Rows excerpted from a collection:
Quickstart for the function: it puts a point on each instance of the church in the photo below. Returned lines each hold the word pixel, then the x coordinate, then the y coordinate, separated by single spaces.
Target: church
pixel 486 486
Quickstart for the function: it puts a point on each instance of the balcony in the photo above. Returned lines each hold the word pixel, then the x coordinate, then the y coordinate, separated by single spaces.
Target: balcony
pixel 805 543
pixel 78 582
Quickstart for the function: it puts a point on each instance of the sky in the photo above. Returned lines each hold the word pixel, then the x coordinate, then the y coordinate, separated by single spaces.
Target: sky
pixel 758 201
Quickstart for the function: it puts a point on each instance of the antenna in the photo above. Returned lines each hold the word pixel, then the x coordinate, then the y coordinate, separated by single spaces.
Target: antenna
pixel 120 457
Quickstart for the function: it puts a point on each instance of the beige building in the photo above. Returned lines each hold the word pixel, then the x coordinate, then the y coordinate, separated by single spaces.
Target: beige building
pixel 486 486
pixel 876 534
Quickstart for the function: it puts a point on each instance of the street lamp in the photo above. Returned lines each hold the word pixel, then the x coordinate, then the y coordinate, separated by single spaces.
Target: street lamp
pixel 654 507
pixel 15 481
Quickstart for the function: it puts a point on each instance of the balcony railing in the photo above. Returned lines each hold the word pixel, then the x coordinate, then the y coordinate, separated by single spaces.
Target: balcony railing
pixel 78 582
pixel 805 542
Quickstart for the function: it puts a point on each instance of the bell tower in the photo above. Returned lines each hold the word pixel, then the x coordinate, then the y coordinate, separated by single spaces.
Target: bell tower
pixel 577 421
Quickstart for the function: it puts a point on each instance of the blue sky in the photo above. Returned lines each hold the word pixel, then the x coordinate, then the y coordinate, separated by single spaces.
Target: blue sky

• _AIM_: Copy every row above word for word, from the first through the last.

• _SOLUTION FOR THIS PROBLEM_:
Quickstart for the function: it puts a point on each instance of the church in the photo below. Returned lines each hold the word pixel, then the x coordinate, then the y coordinate, separated by single spaces.
Target: church
pixel 486 486
Quickstart for the function: it puts a point on each instance of the balcony in the photo above. Returned lines each hold the word pixel, then the x coordinate, then the y coordinate, separated by single spaces.
Target: balcony
pixel 805 543
pixel 78 582
Quickstart for the function: it puts a point on each instance of the sky in the photo above. Returned lines each hold the word pixel, then the x coordinate, then the y coordinate, separated by single spaces.
Target: sky
pixel 758 201
Quickstart for the function: it puts a point on each instance of the antenna in the photo above. Returned lines each hold the word pixel, then the x coordinate, then the y coordinate, separated by single spaces.
Target: antenna
pixel 120 457
Quickstart for the function: it puts a point on each instance of the beige building in the photo above. Returned lines each hold the word pixel, then the x coordinate, then the y coordinate, separated by single spaces.
Target: beige building
pixel 486 486
pixel 876 534
Quickstart for the function: it puts a point on each instance of the street lamp in the photo above. Returned lines each hold the word pixel, then the x coordinate, then the y coordinate, separated by single spaces.
Target: street lamp
pixel 654 507
pixel 15 481
Quickstart for the function: it puts a point on each instance of the balcony railing in the photo above. Returned lines each hold the word pixel, then the x coordinate, then the y coordinate, separated by single spaces.
Target: balcony railing
pixel 78 582
pixel 805 542
Quickstart for the function: it puts a point on each instance of the bell tower in the photo above. Returned lines each hold the word pixel, then the x coordinate, then the y coordinate, separated by single spaces.
Target: bell tower
pixel 577 421
Quickstart for the function: it puts a point on each instance of the blue sky in the photo above. Returned lines each hold the word pixel, then the x coordinate, then the y coordinate, separated by single spaces.
Target: blue sky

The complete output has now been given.